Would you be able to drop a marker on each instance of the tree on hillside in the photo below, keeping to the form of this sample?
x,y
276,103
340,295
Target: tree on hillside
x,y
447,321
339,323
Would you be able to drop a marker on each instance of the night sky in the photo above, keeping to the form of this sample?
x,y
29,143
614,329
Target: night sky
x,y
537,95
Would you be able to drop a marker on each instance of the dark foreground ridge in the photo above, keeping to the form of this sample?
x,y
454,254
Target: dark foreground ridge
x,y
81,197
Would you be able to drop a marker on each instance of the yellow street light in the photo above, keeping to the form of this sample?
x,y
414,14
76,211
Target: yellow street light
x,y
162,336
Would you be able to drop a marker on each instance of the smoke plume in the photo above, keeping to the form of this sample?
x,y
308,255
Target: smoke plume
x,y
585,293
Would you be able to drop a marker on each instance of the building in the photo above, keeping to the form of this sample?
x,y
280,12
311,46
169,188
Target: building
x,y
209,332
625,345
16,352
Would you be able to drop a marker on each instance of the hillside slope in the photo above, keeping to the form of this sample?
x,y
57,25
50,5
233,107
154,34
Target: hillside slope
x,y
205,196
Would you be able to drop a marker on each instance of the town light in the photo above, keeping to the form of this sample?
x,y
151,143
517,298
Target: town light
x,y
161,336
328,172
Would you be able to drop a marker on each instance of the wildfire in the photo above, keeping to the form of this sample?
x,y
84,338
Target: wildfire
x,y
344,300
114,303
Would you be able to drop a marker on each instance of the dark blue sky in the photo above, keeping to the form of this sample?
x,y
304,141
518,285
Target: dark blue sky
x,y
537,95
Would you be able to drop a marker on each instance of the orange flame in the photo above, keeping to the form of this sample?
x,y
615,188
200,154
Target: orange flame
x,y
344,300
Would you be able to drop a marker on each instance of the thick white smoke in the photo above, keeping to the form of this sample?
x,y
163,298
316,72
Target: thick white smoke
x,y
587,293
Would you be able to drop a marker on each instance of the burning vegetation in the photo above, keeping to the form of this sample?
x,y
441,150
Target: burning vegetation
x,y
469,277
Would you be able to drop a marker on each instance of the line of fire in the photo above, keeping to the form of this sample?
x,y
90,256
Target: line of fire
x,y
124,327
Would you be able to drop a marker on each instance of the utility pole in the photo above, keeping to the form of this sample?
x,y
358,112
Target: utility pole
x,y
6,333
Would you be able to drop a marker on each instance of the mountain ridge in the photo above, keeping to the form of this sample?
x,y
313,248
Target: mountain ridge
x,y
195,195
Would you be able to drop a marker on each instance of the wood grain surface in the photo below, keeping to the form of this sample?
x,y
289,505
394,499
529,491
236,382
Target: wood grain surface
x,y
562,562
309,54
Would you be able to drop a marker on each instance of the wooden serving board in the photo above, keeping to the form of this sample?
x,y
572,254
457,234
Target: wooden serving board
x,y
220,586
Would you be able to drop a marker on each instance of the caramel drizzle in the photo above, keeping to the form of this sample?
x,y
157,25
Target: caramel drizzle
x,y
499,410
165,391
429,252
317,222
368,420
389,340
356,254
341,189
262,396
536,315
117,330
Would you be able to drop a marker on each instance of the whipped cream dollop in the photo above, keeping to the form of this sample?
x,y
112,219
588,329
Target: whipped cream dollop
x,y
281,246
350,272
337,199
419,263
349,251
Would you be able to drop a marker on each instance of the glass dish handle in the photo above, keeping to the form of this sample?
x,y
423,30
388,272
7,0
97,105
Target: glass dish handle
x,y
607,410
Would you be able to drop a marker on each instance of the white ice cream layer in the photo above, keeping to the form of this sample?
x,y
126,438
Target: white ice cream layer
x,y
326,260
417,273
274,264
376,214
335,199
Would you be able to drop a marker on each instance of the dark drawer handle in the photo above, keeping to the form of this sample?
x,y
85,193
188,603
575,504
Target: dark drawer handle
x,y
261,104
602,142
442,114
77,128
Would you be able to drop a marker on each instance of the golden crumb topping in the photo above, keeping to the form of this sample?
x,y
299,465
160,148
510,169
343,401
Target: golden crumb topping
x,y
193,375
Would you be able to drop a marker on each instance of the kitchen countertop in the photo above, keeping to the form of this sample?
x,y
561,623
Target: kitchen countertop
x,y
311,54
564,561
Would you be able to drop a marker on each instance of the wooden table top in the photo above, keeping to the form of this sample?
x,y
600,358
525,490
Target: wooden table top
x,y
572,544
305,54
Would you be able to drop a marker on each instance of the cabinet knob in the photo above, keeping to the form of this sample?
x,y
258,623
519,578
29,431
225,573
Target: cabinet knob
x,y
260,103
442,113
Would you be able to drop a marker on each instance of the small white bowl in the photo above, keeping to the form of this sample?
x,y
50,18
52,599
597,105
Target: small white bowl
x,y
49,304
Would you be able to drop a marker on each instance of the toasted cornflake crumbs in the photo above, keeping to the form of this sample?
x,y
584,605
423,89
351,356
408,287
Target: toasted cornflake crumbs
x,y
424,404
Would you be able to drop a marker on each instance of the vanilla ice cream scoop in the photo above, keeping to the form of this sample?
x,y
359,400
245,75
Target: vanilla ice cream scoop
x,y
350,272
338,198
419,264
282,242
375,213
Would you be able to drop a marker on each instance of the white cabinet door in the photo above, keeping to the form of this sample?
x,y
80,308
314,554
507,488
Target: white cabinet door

§ **Required work**
The expected answer is a copy of each line above containing "door".

§ **Exercise response**
Would you be able to drop a marker on each instance of the white cabinet door in the photo above, keeping to the form of this sample?
Target: white cabinet door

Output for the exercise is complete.